DATASET EXCERPTS>

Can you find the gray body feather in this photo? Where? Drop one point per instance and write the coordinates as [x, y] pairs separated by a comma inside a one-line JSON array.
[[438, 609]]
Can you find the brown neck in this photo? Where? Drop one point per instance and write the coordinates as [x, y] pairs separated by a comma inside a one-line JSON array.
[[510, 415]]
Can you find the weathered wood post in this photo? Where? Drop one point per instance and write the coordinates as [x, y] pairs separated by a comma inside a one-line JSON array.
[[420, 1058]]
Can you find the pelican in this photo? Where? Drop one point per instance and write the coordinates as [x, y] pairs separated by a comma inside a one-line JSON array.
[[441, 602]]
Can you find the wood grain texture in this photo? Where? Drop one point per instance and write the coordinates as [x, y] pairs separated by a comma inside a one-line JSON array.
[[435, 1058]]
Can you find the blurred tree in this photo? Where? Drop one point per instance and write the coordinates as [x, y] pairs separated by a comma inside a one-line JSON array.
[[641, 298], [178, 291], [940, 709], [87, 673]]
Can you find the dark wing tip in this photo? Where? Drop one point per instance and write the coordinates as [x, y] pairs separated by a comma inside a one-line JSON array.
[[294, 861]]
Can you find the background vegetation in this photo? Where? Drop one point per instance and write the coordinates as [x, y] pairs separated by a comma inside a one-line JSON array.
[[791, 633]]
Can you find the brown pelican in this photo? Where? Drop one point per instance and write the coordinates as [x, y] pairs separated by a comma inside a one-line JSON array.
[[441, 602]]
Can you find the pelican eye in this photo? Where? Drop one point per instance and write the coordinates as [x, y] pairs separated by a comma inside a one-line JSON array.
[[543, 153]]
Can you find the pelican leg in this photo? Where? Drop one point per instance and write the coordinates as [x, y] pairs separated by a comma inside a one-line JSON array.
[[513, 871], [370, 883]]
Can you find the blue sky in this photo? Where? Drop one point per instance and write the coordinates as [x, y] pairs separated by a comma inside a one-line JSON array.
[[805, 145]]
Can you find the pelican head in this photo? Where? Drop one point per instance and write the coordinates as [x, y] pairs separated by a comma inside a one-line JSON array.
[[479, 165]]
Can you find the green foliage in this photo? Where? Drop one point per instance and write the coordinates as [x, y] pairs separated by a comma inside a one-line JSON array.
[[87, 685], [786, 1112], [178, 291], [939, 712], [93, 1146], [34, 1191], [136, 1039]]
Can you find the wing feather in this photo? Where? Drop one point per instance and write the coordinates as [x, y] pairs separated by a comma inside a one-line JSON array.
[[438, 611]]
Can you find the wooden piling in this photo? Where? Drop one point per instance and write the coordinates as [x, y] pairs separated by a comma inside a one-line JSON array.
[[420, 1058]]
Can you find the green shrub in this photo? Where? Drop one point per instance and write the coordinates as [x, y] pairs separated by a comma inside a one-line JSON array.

ASSIGNED TASK> Write the entries out once more, exactly as they were given.

OUTPUT OF THE EXERCISE>
Can you find the gray body feather in this photo? Where? Drop one point per instance and write the coordinates as [x, y] pairs separated by a comma inside a one-line JSON array.
[[438, 609]]
Can you find the brown neck in this photo? Where? Drop one point per instance and write the coordinates as [x, y] pairs separated by a comma inside a one-line JSON array.
[[510, 415]]
Can you find the weathered wood post in this photo? Where? Drop one point per instance and write the coordinates as [x, y] pairs separated by a comma inside a one-line JSON array.
[[420, 1058]]
Can you find the pelican in this photo? Where? Drop one point per instance and write the coordinates as [x, y] pairs separated by a comma inside a one-line JSON array.
[[441, 602]]
Can you find the wood grain texture in this photo? Where? Drop one point per instance and write the coordinates as [x, y] pairs separated by a comma inside a one-line JSON array.
[[435, 1058]]
Can you find the blurred tree in this photo? Where? Drop one point per instance and write the coordinates as [x, y] pairs separated by a comma inside a one-line JSON array.
[[641, 298], [178, 291], [940, 709], [87, 673]]
Can you find the dark wing tip in this photo? Where? Drop one point per instance and write the coordinates as [x, y] pairs separated by a comma inside a one-line JSON array.
[[294, 861]]
Can you find the background vegetation in this photo? Where? Drop one point per instance and write the coordinates as [x, y] pairs separated by a comma inside a one-line JSON array.
[[791, 633]]
Can you find the brown pelican in this photo? Where? Drop one point per instance and write the coordinates as [x, y] pairs separated by a comma inside a one-line JSON array.
[[441, 602]]
Can you find the pelican eye in this photo? Where? Drop one point per instance and write the coordinates as [x, y] pairs separated by a comma inside a one-line JSON array.
[[543, 153]]
Can you find the pelican leg in this photo? Where? Drop one point per instance and write the coordinates as [x, y] pairs separated by a comma inside a one-line JSON array.
[[513, 871], [370, 883]]
Can you find the blue sky in this photo? Where? Drop one point per instance and write the coordinates as [x, y] pairs separated by a comma inside a one-line JSON array.
[[805, 145]]
Can you find the pelican head in this photo? Where? Drop one point per instance and write the coordinates as [x, y] pairs separated by a comma inside a one-line JSON array.
[[479, 165]]
Can you find the green foliage in this photo? Where? Drop one point per instance and write the coordinates as [x, y] pairs separated by a comma inside a one-line JSON array.
[[87, 685], [786, 1112], [178, 291], [939, 712], [93, 1146], [34, 1191], [136, 1039]]
Can you find the wing feather in this photo? Where? Drop one point per instance and write the coordinates as [x, y] pairs separated by a comma inside a one-line JSON array.
[[438, 611]]
Can you find the wooden piling in this photo? Where? Drop one point per instance and write the coordinates as [x, y] pairs separated by a comma inside a one-line JSON array.
[[420, 1058]]
Can you find the green shrub in this photo? Where? Drop one point per instance and write the coordinates as [x, y] pairs separated by a comma inside a one-line JSON array.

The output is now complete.